ENTRIES SUPPLIED =
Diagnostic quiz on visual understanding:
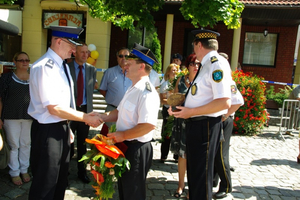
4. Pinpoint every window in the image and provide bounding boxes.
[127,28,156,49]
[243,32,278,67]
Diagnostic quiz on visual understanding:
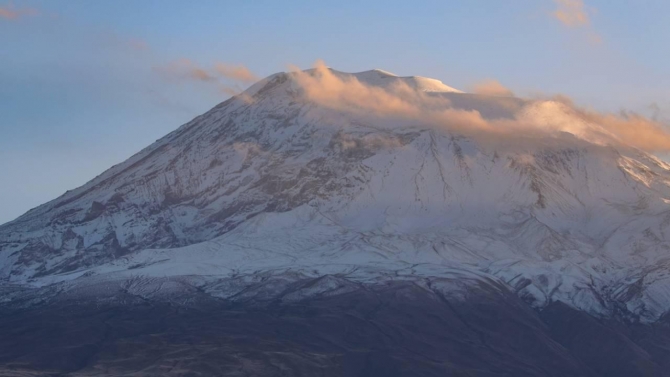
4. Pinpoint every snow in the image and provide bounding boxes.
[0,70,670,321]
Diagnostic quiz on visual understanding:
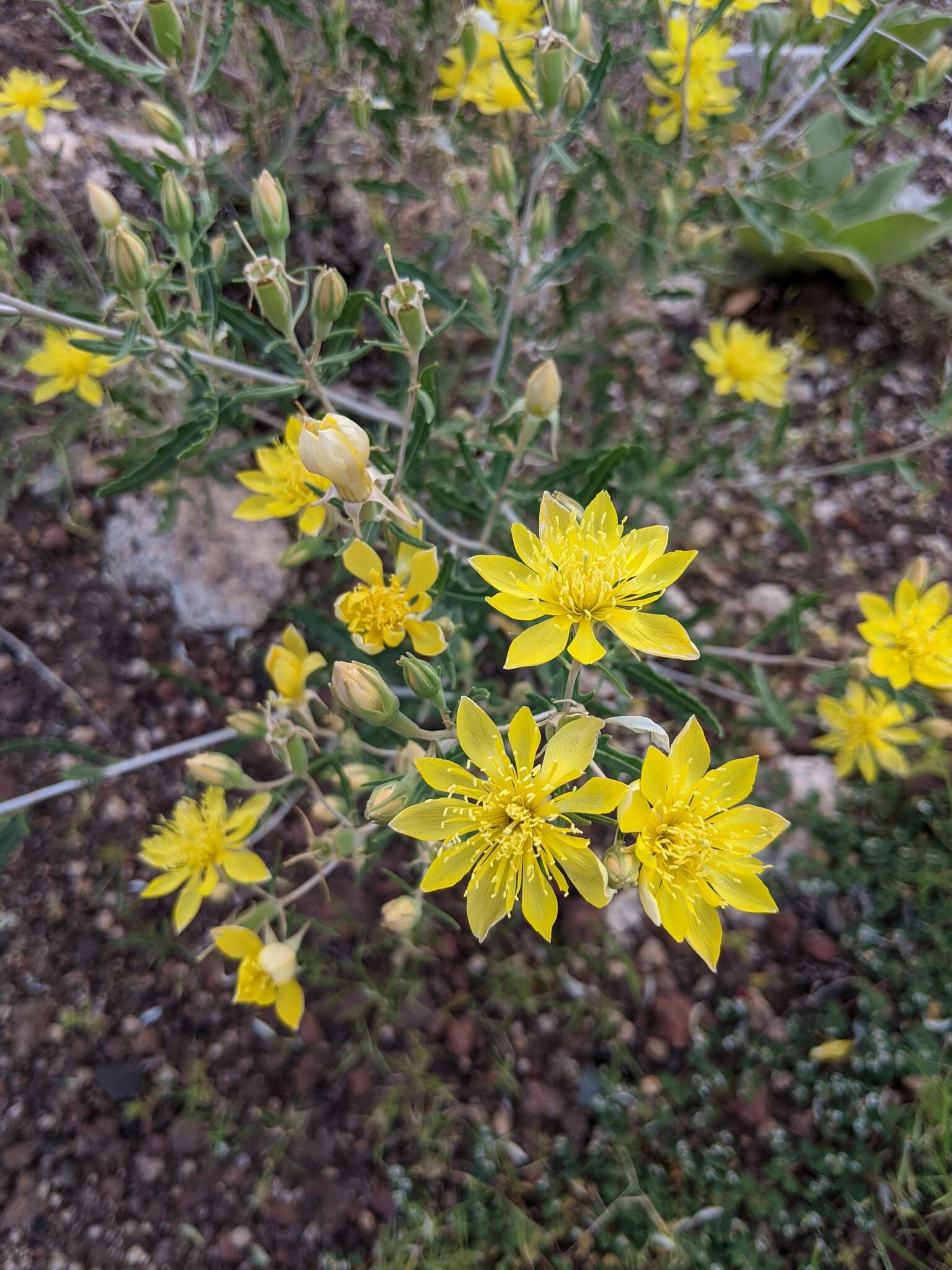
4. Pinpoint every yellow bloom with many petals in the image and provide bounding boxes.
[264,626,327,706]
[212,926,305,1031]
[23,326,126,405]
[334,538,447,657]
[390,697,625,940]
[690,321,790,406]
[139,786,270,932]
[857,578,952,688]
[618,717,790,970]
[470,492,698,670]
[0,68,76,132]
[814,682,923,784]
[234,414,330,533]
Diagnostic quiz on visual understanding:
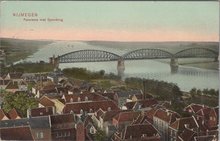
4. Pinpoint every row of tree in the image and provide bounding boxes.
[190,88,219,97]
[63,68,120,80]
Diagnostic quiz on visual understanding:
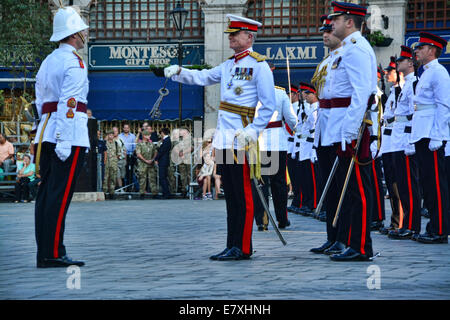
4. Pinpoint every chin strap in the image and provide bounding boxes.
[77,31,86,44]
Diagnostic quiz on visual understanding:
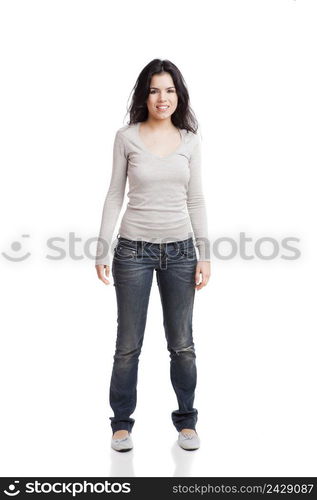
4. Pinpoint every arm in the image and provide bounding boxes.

STATED GOAL = Please output every line of the items above as a JSON list of strings, one string per line, with blank lines and the pictures left out.

OUTPUT OF THE TASK =
[
  "Diagnostic quiz on visual understanding:",
  "4. Pinpoint every window in the image and provide bounding boxes.",
  "[127,28,156,49]",
  "[243,32,278,67]",
  "Diagnostic quiz on visual understanding:",
  "4. Pinpoint every snow in the image and provide bounding boxes.",
  "[0,70,670,321]",
  "Diagnostic quiz on visual understanding:",
  "4. Pinpoint every yellow bloom with many petals in the image and provide bounding boxes.",
  "[264,626,327,706]",
  "[212,926,305,1031]",
  "[23,326,126,405]",
  "[334,538,447,657]",
  "[390,697,625,940]",
  "[690,321,790,406]",
  "[139,786,270,932]",
  "[857,578,952,688]",
  "[618,717,790,970]",
  "[470,492,698,670]",
  "[0,68,76,132]",
  "[814,682,923,784]",
  "[234,414,330,533]",
  "Diagnostic quiz on visual understanding:",
  "4. Pinpoint every row of tree in the image and provide bounding boxes.",
  "[190,88,219,97]",
  "[63,68,120,80]",
  "Diagnostic quiz on visual understanding:",
  "4. Pinpoint every chin strap in the image and provide bounding boxes.",
  "[77,31,86,44]",
  "Diagnostic quiz on visual understanding:",
  "4. Pinpoint every arm in the image and provide bounding boxes."
]